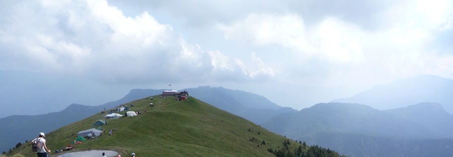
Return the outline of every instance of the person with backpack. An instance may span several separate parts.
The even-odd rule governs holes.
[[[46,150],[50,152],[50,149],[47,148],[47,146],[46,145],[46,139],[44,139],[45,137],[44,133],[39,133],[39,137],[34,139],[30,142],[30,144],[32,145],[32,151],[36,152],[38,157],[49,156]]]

========

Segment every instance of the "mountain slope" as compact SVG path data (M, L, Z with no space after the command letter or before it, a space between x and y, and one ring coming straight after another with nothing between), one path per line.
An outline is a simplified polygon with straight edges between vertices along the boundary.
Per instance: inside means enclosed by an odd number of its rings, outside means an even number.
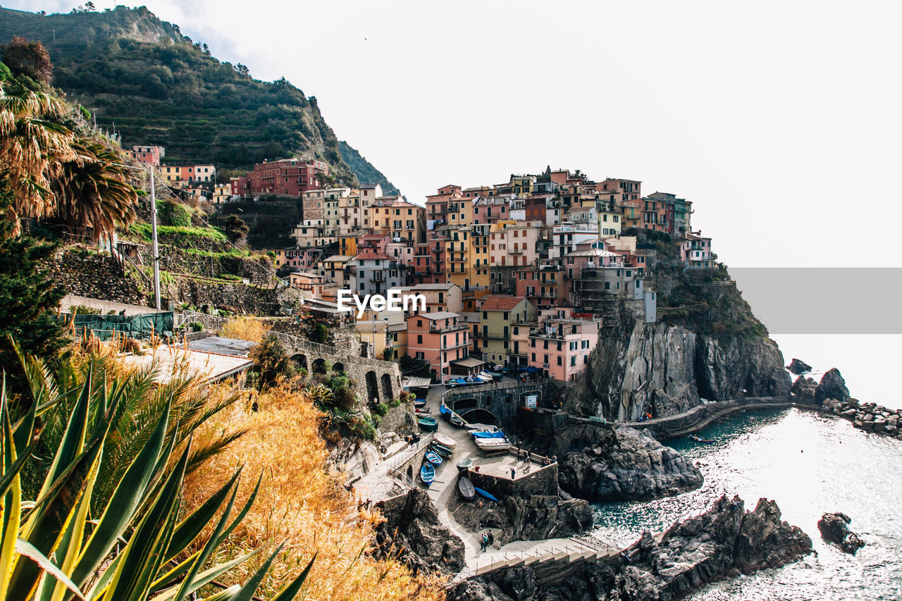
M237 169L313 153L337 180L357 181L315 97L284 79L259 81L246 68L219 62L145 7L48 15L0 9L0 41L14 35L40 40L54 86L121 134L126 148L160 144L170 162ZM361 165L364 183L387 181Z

========

**To be done:** Count how many lines in the entries above contain the word "instance". Reply with the number only.

**Finished exercise:** 3